Exercise text Start Marker
Serving Inference for LLMs: A Case Study with NVIDIA Triton Inference Server and Eleuther AI

NVIDIA Triton Inference Server helped reduce latency by up to 40% for Eleuther AI’s GPT-J and GPT-NeoX-20B.

Efficient inference relies on fast spin-up times and responsive auto-scaling. Without it, end users may experience annoying latency and move on to a different application next time. But serving inference for large language models (LLMs) is not as simple as the type of GPU you’re using—or even the number of GPUs.

That’s why it’s critical to leverage the right tools (infrastructure, software, GPUs, etc.) that deliver fast and scalable AI in production and help standardize model deployment and execution.

In a session at GTC23, Peter Salanki, VP of Engineering at CoreWeave, and Shankar Chandrasekaran, Senior Product Marketing Manager for Accelerated Computing at NVIDIA, discuss solutions to this challenge, plus:

The importance of infrastructure when serving inference for LLMs
How to improve the speed and efficiency of models using the NVIDIA Triton Inference Server with the FasterTransformer backend
How to seamlessly autoscale and access GPUs in the cloud to serve inference with CoreWeave Inference Service
Benchmark comparisons between Triton Inference Server and HuggingFace for Eleuther AI’s GPT-J and GPT-NeoX-20B

‍

Click here to watch the session and visit NVIDIA On-Demand for more sessions, podcasts, demos, research posters, and more.
Exercise text End Marker
Your objective: Extend the article on serving LLM inference with Triton Inference Server by writing what comes after its final sentence.
Data under study Start Marker
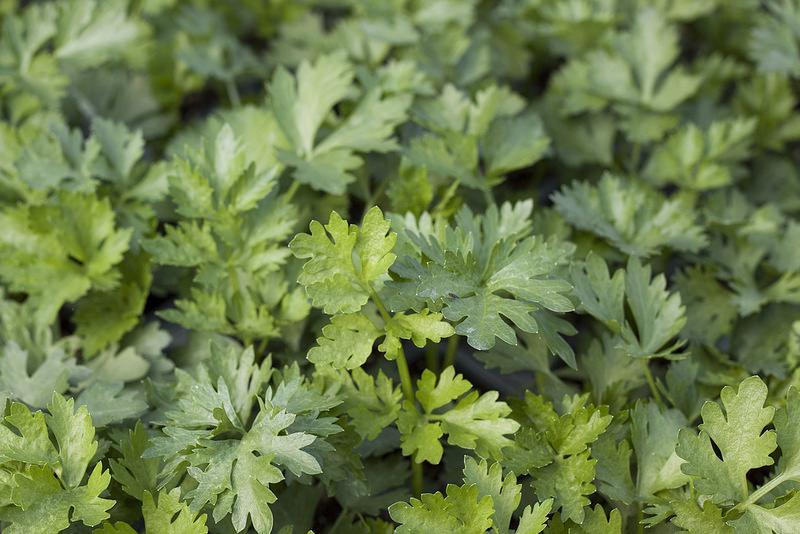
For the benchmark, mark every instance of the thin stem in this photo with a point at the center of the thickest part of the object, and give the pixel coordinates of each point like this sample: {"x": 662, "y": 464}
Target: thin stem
{"x": 408, "y": 391}
{"x": 652, "y": 384}
{"x": 290, "y": 192}
{"x": 233, "y": 93}
{"x": 342, "y": 515}
{"x": 262, "y": 347}
{"x": 416, "y": 478}
{"x": 432, "y": 357}
{"x": 639, "y": 524}
{"x": 375, "y": 196}
{"x": 450, "y": 352}
{"x": 763, "y": 490}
Data under study End Marker
Result:
‍

More Parameters, More GPUs, More Costs

Over the last year, LLMs have ballooned in size. The major LLMs known today include billions of parameters. ChatGPT-3 from OpenAI, the generative AI model that had everyone talking this year, contains 175 billion parameters. That’s a big increase from OpenAI’s ChatGPT-J-6B, a six-billion parameter open-source version. BLOOM, launched just months prior, contains 176 billion parameters.

As model size increases, especially in the area of natural language processing, models expand past the number of parameters that can fit on a single GPU memory—requiring multiple GPUs to run inference on these models without skirting performance. But, as teams scale across more GPUs, the cost to serve inference scales, too—often outpacing what a company can afford. Another consideration is that many LLM-based services run in real time, so low latency is a must to deliver great user experiences.

Teams today need an efficient way to serve inference from LLMs that allows infrastructure to scale across multiple GPUs—without breaking the bank. This forces companies to consider multiple factors when serving inference from LLMs:

How to get high performance (high throughput and inference accuracy)
How to ensure it’s cost-effective (affordable access to GPUs at scale)
How to create a good user experience (low latency)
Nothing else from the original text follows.